Tâche courte a: Retapez à l'identique les enregistrements, du début jusqu'à la ligne contenant « 131), (13, 123)] » incluse, sans reproduire les images.

La tenue d’élections législatives anticipées génère des dépenses importantes, principalement à la charge de l’État. Le remboursement des frais de campagne a représenté la plus grande part de l’enveloppe publique : 171,5 millions d’euros ont été versés aux candidats ayant dépassé les 5 % de suffrages, conformément aux règles fixées par le Code électoral.
Les frais de propagande électorale – impression, mise sous pli et distribution des professions de foi et bulletins – ont coûté 29,06 millions d’euros pour l’ensemble du corps électoral.

Poste de dépense Montant (en M€) Part du total (%)
Remboursement des campagnes électorales 171,50 69,5 %
Propagande électorale (impression et envoi) 29,06 11,8 %
Indemnités et frais liés aux députés sortants 28,54 11,6 %
Frais supportés par les communes 17,69 7,1 %
Total des coûts directs 246,79 100 %
Coût par électeur inscrit 5,03 €

S’ajoutent les coûts institutionnels liés au renouvellement des députés. La défaite de 133 parlementaires a entraîné le licenciement de 1 900 collaborateurs. L’Assemblée nationale a déboursé 23,5 millions d’euros en indemnités, 1,9 million en allocations chômage et 3,14 millions en frais logistiques, soit un total de 28,54 millions.

Tâche courte b: Reprenez mot pour mot le passage du texte sur le coût des législatives anticipées qui va de « Poste de dépense » jusqu'à « de 28,54 millions. » inclus.

Annotations de régions
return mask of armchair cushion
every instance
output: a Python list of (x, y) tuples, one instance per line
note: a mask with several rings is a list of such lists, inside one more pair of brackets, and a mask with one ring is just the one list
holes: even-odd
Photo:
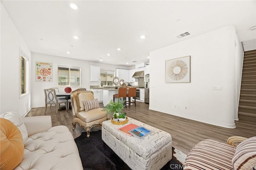
[(256, 169), (256, 137), (249, 138), (237, 146), (232, 164), (234, 170)]
[(100, 107), (99, 101), (98, 99), (91, 100), (85, 100), (83, 102), (84, 105), (84, 111), (85, 111)]
[(184, 170), (233, 170), (236, 147), (211, 139), (196, 144), (186, 158)]
[(88, 111), (83, 110), (76, 114), (76, 117), (84, 122), (90, 122), (106, 116), (106, 111), (102, 110), (101, 108), (98, 108)]
[(0, 118), (0, 169), (12, 170), (22, 160), (24, 145), (20, 131), (13, 123)]
[(14, 111), (8, 111), (1, 114), (0, 117), (10, 120), (18, 127), (21, 132), (23, 143), (25, 143), (28, 139), (28, 131), (21, 116)]
[(77, 104), (78, 111), (84, 110), (84, 101), (86, 100), (91, 100), (94, 99), (93, 94), (91, 93), (85, 93), (84, 92), (78, 92), (76, 95), (76, 103)]
[(51, 116), (37, 116), (23, 117), (29, 136), (46, 131), (52, 127)]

Réponse a:
return mask of armchair cushion
every instance
output: a Python list of (x, y) tuples, one instance per line
note: a mask with several rings is a list of such lists, inside one more pair of brackets, and a mask with one ring is just the one list
holes: even-odd
Photo:
[(256, 169), (256, 137), (249, 138), (237, 146), (232, 164), (234, 170)]
[(100, 107), (99, 101), (98, 99), (91, 100), (85, 100), (83, 102), (84, 105), (84, 111), (85, 111)]
[(184, 170), (233, 170), (236, 147), (211, 139), (196, 144), (186, 158)]
[(88, 111), (83, 110), (76, 114), (76, 117), (84, 122), (90, 122), (106, 116), (106, 111), (102, 110), (101, 108), (98, 108)]
[(0, 118), (0, 169), (12, 170), (22, 160), (24, 145), (20, 131), (13, 123)]

Réponse b:
Poste de dépense Montant (en M€) Part du total (%)
Remboursement des campagnes électorales 171,50 69,5 %
Propagande électorale (impression et envoi) 29,06 11,8 %
Indemnités et frais liés aux députés sortants 28,54 11,6 %
Frais supportés par les communes 17,69 7,1 %
Total des coûts directs 246,79 100 %
Coût par électeur inscrit 5,03 €

S’ajoutent les coûts institutionnels liés au renouvellement des députés. La défaite de 133 parlementaires a entraîné le licenciement de 1 900 collaborateurs. L’Assemblée nationale a déboursé 23,5 millions d’euros en indemnités, 1,9 million en allocations chômage et 3,14 millions en frais logistiques, soit un total de 28,54 millions.